Exercise material —
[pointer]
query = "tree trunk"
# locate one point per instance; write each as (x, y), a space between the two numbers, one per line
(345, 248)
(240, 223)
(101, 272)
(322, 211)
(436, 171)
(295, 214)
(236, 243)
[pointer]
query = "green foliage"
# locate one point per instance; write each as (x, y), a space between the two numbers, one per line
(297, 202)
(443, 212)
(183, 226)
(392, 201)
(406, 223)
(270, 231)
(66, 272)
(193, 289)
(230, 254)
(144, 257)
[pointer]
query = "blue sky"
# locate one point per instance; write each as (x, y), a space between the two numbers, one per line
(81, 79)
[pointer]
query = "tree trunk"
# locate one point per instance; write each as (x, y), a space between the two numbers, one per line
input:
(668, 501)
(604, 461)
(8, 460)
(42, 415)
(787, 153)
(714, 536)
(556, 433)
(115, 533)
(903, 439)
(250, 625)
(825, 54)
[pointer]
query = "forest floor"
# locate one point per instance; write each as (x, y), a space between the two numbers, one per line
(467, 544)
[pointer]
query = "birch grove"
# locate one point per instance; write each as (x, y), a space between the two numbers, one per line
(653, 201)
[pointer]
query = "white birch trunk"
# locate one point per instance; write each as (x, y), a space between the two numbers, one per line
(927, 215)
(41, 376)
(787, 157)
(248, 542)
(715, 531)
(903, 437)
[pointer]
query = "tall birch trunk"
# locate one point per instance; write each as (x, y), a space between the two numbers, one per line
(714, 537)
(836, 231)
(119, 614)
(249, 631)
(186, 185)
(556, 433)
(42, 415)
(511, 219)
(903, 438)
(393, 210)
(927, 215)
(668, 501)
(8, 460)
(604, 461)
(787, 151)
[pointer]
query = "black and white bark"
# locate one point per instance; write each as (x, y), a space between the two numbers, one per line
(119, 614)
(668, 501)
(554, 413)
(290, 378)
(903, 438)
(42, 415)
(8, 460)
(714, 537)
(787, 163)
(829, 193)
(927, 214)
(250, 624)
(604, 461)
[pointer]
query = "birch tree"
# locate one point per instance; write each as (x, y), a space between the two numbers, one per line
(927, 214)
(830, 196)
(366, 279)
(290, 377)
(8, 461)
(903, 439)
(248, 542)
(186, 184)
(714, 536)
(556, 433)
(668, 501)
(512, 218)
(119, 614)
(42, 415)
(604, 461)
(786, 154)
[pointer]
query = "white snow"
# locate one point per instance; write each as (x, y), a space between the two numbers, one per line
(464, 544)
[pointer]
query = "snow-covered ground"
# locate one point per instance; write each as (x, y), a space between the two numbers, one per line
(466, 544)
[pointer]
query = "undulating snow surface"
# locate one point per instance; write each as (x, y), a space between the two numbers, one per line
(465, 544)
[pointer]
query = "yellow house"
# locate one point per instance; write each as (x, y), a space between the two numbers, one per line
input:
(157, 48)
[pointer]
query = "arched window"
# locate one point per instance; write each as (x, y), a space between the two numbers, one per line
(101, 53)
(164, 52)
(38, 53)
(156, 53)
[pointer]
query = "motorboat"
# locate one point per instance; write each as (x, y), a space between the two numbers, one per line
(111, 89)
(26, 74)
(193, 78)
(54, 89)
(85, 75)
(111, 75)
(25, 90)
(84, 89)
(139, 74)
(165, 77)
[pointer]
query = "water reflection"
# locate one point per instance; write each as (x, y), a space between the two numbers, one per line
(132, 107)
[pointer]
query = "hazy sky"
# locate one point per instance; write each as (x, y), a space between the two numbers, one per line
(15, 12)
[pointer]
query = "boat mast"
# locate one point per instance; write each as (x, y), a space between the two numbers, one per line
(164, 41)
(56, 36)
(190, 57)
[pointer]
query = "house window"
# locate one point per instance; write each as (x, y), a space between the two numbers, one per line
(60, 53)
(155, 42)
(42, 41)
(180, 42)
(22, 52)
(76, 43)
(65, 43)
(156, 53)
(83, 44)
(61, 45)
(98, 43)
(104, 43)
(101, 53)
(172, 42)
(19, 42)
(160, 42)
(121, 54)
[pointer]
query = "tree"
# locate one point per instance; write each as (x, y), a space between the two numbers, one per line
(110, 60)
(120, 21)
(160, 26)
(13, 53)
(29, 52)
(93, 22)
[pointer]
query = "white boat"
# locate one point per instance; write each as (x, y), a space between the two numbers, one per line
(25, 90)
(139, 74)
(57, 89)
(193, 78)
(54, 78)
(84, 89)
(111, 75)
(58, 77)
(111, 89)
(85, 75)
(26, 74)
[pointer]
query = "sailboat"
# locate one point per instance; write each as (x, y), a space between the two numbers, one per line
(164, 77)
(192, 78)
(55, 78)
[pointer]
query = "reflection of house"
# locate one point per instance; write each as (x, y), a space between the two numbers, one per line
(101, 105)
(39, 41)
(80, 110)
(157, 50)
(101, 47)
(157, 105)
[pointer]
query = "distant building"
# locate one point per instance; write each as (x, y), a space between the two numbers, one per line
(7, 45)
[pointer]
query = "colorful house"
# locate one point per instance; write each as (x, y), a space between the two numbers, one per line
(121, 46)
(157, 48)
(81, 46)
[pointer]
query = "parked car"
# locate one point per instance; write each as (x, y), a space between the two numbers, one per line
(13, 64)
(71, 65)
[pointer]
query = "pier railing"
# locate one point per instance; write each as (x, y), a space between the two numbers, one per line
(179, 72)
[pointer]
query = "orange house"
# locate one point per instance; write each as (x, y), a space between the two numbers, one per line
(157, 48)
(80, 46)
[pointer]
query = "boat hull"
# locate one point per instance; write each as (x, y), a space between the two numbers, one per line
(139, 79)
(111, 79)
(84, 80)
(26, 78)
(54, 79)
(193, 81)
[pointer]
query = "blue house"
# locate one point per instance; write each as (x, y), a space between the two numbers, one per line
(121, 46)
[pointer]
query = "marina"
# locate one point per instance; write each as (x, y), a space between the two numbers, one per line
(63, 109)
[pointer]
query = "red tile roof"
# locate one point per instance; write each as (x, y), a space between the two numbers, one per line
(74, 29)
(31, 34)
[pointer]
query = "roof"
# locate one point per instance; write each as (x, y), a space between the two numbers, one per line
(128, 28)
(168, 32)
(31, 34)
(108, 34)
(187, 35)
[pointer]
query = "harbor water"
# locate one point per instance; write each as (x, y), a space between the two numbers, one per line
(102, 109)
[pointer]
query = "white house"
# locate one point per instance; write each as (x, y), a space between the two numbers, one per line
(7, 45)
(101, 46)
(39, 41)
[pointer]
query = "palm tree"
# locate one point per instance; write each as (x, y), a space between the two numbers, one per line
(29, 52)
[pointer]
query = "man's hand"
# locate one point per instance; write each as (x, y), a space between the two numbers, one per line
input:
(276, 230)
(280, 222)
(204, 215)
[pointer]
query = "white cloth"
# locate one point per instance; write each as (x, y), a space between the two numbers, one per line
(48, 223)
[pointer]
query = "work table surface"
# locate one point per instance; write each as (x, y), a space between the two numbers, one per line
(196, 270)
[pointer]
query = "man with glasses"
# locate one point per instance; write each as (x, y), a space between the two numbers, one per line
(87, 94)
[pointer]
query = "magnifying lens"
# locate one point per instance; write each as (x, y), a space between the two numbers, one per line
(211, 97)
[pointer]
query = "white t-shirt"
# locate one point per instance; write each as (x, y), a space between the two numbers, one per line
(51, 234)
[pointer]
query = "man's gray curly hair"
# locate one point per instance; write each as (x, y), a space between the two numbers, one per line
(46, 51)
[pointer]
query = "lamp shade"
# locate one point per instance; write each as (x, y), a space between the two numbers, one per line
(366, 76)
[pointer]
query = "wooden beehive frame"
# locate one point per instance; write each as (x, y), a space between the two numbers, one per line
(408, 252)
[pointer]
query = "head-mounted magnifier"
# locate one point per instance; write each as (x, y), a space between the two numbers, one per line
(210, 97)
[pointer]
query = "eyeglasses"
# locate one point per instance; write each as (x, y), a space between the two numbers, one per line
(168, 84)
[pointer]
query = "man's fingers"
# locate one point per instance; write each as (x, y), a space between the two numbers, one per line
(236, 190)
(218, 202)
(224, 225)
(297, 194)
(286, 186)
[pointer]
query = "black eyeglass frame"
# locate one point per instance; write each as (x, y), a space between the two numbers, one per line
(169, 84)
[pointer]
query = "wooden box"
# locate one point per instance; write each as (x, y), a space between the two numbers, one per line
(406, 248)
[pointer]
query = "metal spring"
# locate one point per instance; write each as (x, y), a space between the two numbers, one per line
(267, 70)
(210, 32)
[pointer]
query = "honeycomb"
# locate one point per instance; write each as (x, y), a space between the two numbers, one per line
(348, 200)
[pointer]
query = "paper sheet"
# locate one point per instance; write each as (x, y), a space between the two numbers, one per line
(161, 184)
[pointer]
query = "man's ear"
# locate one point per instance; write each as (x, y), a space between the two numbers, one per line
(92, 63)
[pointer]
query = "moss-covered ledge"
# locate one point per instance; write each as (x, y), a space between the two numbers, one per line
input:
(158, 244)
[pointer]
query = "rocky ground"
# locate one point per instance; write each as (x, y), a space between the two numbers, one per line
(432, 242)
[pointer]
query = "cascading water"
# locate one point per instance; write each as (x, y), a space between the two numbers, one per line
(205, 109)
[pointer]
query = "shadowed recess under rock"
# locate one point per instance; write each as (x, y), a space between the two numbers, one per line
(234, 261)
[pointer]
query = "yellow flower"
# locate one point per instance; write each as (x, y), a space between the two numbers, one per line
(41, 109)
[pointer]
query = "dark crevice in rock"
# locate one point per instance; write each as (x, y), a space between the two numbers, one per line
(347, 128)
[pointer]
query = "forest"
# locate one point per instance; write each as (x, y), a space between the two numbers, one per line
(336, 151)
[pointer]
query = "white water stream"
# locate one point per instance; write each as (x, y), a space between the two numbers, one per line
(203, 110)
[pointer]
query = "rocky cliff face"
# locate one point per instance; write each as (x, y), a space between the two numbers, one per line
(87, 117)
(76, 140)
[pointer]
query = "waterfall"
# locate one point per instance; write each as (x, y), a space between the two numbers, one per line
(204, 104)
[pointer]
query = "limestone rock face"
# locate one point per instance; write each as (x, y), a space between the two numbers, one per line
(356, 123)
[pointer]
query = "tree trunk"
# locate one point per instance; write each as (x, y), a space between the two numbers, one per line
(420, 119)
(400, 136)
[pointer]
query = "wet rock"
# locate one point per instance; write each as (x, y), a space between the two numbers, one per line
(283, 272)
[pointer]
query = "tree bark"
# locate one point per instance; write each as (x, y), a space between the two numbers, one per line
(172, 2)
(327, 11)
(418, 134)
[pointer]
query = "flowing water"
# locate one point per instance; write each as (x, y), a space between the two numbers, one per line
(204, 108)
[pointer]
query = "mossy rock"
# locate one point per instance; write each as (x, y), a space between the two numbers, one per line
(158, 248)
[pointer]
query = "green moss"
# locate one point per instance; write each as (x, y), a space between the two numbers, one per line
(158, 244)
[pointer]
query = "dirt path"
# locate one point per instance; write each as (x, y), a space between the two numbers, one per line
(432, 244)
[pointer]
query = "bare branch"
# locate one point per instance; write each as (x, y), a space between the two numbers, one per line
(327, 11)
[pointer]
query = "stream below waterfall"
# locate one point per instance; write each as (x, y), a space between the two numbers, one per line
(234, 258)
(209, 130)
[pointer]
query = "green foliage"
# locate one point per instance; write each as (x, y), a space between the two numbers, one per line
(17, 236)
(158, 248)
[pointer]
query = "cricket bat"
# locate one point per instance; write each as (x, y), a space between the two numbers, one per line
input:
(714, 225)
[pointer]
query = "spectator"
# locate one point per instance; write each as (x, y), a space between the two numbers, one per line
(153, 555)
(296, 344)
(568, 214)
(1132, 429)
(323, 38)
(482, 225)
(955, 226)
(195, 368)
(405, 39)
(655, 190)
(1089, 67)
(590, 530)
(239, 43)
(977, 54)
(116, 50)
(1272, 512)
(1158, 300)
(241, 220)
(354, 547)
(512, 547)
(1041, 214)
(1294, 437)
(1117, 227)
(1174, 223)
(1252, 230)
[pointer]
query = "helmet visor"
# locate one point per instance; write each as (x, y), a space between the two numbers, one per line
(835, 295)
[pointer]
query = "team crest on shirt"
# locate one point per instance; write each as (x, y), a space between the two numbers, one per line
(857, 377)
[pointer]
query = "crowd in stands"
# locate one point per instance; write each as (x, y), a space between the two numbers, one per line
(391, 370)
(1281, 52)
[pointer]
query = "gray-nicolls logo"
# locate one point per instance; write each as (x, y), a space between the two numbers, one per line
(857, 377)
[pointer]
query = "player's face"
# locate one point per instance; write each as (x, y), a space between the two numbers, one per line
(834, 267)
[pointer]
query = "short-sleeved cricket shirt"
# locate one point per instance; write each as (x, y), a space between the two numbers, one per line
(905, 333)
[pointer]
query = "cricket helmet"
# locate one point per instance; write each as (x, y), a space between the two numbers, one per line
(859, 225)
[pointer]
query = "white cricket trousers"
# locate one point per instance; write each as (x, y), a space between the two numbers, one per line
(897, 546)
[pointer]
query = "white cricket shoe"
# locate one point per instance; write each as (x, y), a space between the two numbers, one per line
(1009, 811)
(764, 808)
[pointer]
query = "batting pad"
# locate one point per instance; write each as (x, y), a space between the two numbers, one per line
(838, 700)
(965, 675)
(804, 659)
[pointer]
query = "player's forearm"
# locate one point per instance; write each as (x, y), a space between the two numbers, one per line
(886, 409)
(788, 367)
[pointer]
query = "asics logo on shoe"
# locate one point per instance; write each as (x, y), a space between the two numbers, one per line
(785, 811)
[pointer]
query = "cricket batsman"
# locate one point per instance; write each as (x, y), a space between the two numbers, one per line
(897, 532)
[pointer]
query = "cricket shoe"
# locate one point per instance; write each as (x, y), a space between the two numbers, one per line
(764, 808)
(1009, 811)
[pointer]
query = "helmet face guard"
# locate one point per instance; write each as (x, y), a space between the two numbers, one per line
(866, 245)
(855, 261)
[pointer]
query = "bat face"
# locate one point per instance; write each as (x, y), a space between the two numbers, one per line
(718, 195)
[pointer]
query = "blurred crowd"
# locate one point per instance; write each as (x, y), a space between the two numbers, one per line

Task statement — Every line of the listing that includes the word "black" forms the answer.

Result for this exercise —
query = "black and white bark"
query = "black eyeglass frame"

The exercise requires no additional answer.